• GOAL OF THE EXERCISE: Only the lines that hold "above" should be in the answer, each copied from the data below.

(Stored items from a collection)
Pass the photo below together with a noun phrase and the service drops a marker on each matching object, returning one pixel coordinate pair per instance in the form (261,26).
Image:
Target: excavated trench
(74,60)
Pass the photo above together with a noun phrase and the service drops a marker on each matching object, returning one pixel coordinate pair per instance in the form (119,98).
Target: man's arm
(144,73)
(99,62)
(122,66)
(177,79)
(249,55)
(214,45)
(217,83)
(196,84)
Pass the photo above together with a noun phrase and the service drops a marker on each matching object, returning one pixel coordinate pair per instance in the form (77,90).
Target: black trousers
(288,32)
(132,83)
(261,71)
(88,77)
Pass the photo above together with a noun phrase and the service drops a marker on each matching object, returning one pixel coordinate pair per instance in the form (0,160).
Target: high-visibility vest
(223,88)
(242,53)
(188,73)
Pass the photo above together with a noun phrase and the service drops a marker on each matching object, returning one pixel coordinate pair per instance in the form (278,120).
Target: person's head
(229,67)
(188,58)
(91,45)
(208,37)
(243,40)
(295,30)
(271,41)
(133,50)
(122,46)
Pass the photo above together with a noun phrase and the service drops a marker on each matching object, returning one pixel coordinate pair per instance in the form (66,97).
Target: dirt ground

• FINAL ANSWER:
Pass the photo above together with a noun phrase and the service drops a marker on each matching object, returning one pixel coordinate pair per instance in the form (119,98).
Pass the photo above together with a noun phrase and the service drops a marker on each matching object, returning one pixel coordinate pair per instance in the form (77,90).
Pass the photo above together with a noun phrase and the service drops a marker on each matching object, returning one pixel coordinate pair per instance in the form (0,160).
Pass the photo above together with a noun phrase and the service drops a marker on each matching object, returning one pixel coordinate pair per instance in the form (278,120).
Pass the photo above together with a noun phrase and the service drops a marker on each matching object, returning one pixel coordinate pair per instance in the form (66,97).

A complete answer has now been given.